■ Text extract ■
While the premise is a bit of a sitcom novelty with some farcical developments thrown in, the depth of the characters and the fantastic acting help to make sure that Your Sister’s Sister is nothing but graceful and beguiling. And the escalating conflicts, personal revelations and complicated feelings, always find a way to come across as organic to the story. That’s another amazing part of the film, that even with all the sexual hijinks that it still manages to feel grounded and surprisingly relatable. These are interesting, complicated, flawed, and spectacular characters, and watching them interact, profess their love through small actions and big declarations, seeing their heartfelt camaraderie, and watch them navigate their troubled lives to find some semblance of a happy ending is a joy to watch. This is a potent little movie, fully realized, poignant, funny, and genuine.
The film was shot over the course of 12 days and Shelton has said that much of the dialogue was improvised, working off her outline. Improvisation is a dangerous tact when dealing with a dialogue-driven film, such as this one. Just because it’s coming off the top of your head doesn’t mean it’s going to sound good. Not everyone is gifted with the ability to improv dialogue that is true to character, revealing, advances the story, as well as just being entertaining. Luckily, Your Sister’s Sister is the exception.
If Your Sister’s Sister does have a weakness, it’s the third act that seems to stall out without giving us much in development before tidying the broken relationships up again. The film’s comedic structure could feel, in lesser hands, like a generic sitcom. It is to Shelton and her actors’ credit that the twists and turns still manage to feel as believable as possible. The third act hits when all the secrets come out, pushing the characters away. Rather than (minor spoilers) ramping things up, we merely endure an extended wordless sequence of images of Jack biking around and the sisters burying the hatchet. Then it’s time for our big happy romantic declaration that tidies everything up, and we’re done. While satisfying on an emotional level given our empathy for the trio, the third act does seem very thin for an otherwise lean and well-structured story. It feels like perhaps Shelton only had enough plot for two acts.
The main trio is a rather engaging ensemble that convincingly plays a besotted group of friends and family. Duplass (Safety Not Guaranteed) has gotten considerably more attention since starring in Shelton’s last movie; the man and his schlubby, smirky charm are ubiquitous. He has a way of being edgy without pushy and nonplussed and flummoxed without going overboard. Duplass has a natural fit for comedy but the man can really excel with the meatier drama bits as well, displaying the painful yearning of a man caught between his desire and the need to move on. He’s a winning and likeable presence that can still be endearing even when he’s flailing around or making others uncomfortable.

■ Extracted material ■
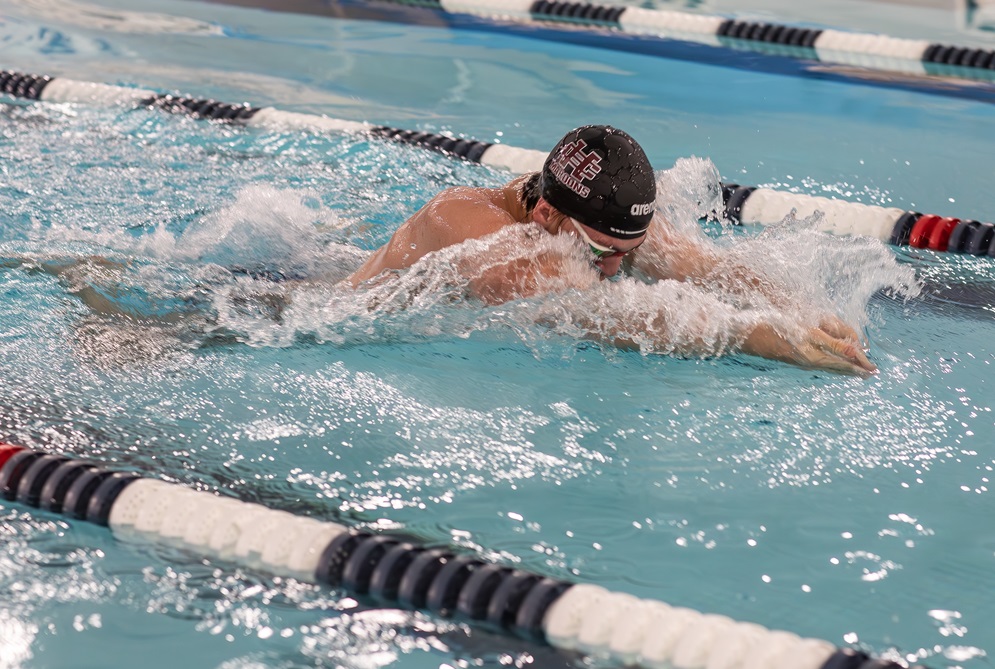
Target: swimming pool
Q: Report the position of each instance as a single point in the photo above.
(844, 509)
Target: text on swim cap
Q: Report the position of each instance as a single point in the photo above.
(573, 166)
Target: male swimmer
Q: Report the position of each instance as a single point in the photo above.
(598, 185)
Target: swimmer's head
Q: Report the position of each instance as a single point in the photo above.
(601, 177)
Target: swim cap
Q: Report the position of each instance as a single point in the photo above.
(600, 176)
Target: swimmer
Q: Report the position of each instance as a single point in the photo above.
(598, 185)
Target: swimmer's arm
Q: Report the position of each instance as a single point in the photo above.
(811, 349)
(451, 217)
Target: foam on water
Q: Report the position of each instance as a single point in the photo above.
(266, 269)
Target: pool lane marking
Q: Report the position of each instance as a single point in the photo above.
(742, 204)
(868, 50)
(396, 570)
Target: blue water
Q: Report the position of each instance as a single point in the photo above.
(850, 510)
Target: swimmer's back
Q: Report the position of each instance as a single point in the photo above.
(451, 217)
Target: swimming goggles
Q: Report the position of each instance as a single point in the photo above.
(599, 250)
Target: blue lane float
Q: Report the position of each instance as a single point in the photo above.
(398, 571)
(742, 204)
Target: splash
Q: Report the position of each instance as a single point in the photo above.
(267, 270)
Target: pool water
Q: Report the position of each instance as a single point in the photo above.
(846, 509)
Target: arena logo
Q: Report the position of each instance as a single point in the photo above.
(573, 166)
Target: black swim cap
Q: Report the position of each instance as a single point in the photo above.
(600, 176)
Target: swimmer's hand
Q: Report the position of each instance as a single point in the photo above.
(817, 350)
(835, 327)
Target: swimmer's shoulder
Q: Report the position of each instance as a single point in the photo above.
(465, 212)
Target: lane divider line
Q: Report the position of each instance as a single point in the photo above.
(866, 50)
(742, 204)
(396, 570)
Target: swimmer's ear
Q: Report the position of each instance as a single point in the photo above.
(547, 216)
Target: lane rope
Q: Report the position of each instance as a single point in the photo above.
(742, 204)
(866, 50)
(397, 570)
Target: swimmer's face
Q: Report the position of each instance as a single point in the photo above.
(608, 251)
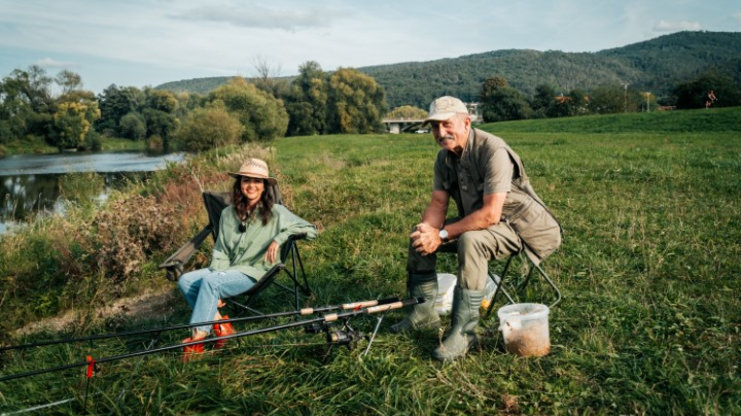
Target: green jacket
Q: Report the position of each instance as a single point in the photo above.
(245, 251)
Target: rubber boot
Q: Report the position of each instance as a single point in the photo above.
(462, 335)
(423, 315)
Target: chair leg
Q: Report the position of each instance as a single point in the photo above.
(520, 287)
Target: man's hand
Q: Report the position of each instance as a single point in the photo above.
(425, 239)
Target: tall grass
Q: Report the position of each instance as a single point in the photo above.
(649, 271)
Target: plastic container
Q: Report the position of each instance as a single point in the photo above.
(525, 329)
(445, 287)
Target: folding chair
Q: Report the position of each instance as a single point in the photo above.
(215, 203)
(288, 252)
(518, 282)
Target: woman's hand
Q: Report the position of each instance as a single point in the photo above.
(272, 254)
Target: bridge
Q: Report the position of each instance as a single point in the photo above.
(408, 125)
(404, 125)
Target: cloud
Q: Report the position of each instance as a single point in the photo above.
(665, 26)
(253, 16)
(53, 63)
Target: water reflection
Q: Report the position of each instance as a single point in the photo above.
(34, 183)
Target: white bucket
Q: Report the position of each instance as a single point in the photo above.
(525, 329)
(445, 288)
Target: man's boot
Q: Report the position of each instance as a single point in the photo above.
(423, 315)
(462, 335)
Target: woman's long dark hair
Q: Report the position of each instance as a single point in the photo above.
(264, 207)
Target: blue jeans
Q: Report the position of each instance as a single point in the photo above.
(203, 288)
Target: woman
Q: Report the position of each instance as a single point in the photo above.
(251, 231)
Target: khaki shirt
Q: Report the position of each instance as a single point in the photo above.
(487, 166)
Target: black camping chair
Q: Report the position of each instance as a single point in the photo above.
(215, 203)
(514, 285)
(518, 282)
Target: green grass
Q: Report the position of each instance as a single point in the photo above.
(649, 271)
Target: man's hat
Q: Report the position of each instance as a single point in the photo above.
(444, 108)
(255, 168)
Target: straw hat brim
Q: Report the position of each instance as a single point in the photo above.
(271, 180)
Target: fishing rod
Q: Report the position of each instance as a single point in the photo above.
(300, 312)
(335, 337)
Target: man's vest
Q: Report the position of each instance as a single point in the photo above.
(523, 209)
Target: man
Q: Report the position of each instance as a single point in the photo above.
(499, 214)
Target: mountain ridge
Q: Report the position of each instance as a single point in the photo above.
(655, 65)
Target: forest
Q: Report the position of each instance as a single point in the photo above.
(684, 70)
(656, 65)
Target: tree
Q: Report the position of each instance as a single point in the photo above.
(115, 103)
(307, 101)
(543, 99)
(263, 116)
(355, 103)
(209, 127)
(133, 126)
(73, 120)
(695, 93)
(500, 102)
(68, 80)
(266, 75)
(159, 110)
(614, 99)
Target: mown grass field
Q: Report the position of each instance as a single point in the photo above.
(649, 270)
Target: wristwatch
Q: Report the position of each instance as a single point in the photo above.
(443, 234)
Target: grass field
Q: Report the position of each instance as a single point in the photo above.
(649, 270)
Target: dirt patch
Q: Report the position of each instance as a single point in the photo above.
(147, 305)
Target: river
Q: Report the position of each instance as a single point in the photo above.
(31, 183)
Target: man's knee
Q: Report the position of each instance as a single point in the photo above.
(469, 244)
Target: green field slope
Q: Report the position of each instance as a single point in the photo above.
(649, 270)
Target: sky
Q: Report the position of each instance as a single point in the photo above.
(149, 42)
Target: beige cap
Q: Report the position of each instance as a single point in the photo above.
(255, 168)
(446, 107)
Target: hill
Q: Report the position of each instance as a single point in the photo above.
(655, 65)
(648, 270)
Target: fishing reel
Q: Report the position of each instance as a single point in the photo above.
(342, 336)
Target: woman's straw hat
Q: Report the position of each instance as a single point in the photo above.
(255, 168)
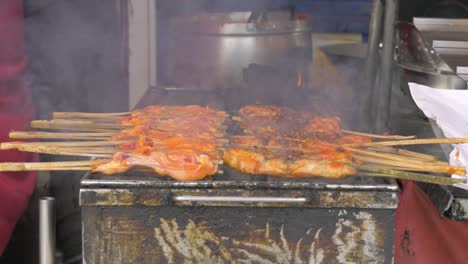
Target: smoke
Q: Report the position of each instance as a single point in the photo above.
(75, 56)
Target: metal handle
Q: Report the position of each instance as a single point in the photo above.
(238, 199)
(47, 230)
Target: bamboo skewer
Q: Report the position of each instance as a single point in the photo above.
(404, 152)
(389, 137)
(80, 129)
(385, 156)
(64, 124)
(411, 142)
(409, 175)
(15, 145)
(66, 115)
(58, 135)
(446, 169)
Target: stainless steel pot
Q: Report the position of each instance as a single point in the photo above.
(212, 51)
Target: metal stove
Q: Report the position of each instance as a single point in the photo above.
(138, 217)
(231, 218)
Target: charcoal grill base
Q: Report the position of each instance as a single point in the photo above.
(146, 219)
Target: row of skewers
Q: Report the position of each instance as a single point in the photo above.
(189, 143)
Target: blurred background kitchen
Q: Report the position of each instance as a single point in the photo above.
(78, 62)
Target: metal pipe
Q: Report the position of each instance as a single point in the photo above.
(375, 34)
(383, 98)
(47, 230)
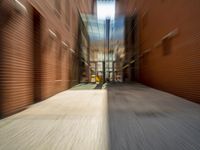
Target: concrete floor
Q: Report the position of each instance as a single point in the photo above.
(120, 117)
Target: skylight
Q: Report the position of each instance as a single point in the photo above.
(106, 9)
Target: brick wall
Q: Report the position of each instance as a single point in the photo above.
(173, 64)
(34, 63)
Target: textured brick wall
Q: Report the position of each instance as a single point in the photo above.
(33, 64)
(172, 65)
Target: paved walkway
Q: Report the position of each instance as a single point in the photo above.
(121, 117)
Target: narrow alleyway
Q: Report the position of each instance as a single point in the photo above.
(117, 117)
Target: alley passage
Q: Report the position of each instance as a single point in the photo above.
(115, 117)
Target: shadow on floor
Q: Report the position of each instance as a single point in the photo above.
(141, 118)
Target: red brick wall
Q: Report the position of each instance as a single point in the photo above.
(32, 72)
(173, 65)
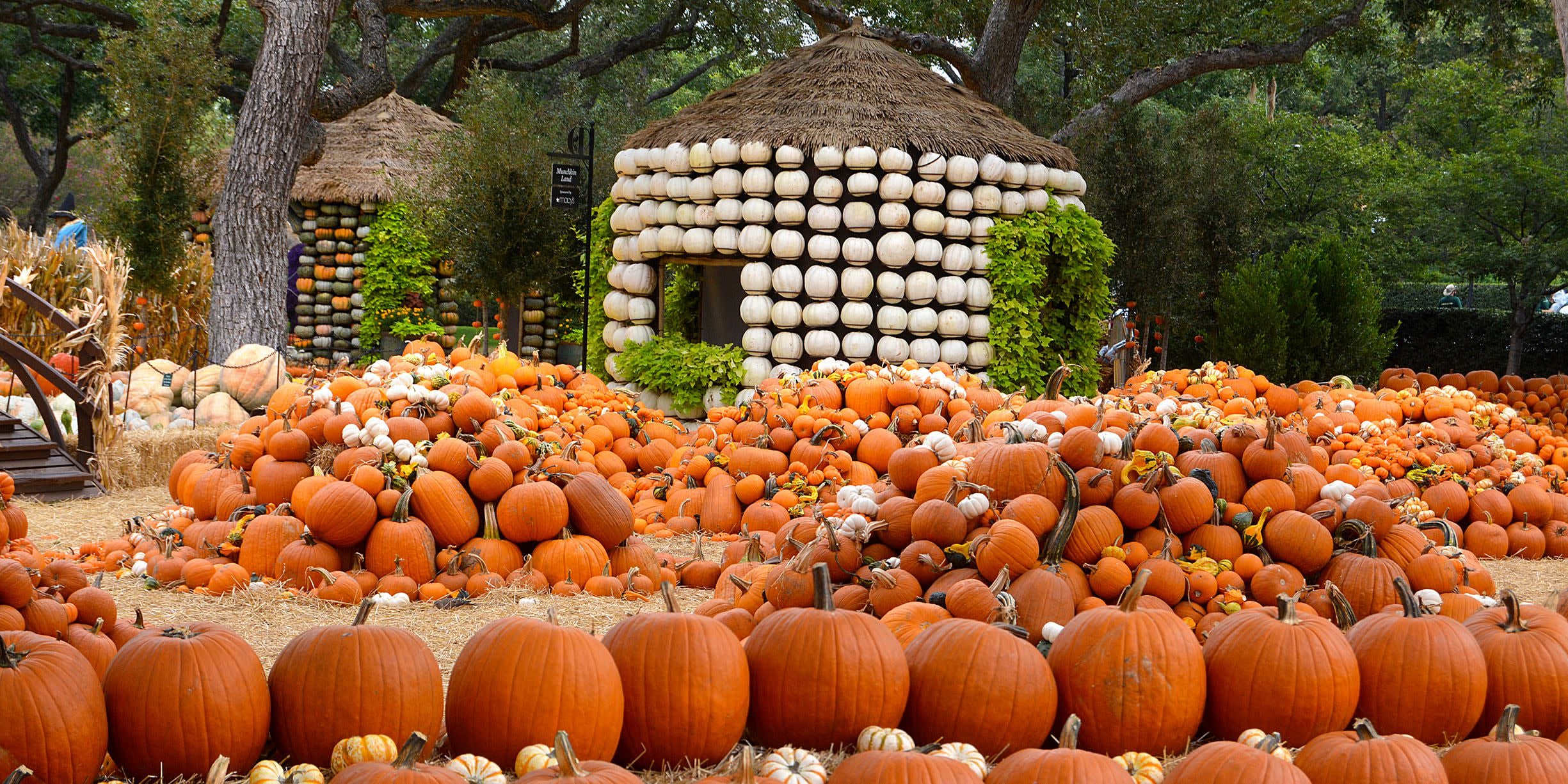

■ Set exercise ■
Please answer these questions about the film review above:
1. Over how many days was the film shot?
2. Which part of the film does the review name as its weakness?
3. What film title appears in parentheses after Duplass's name?

■ Full solution ■
1. 12 days
2. The third act
3. Safety Not Guaranteed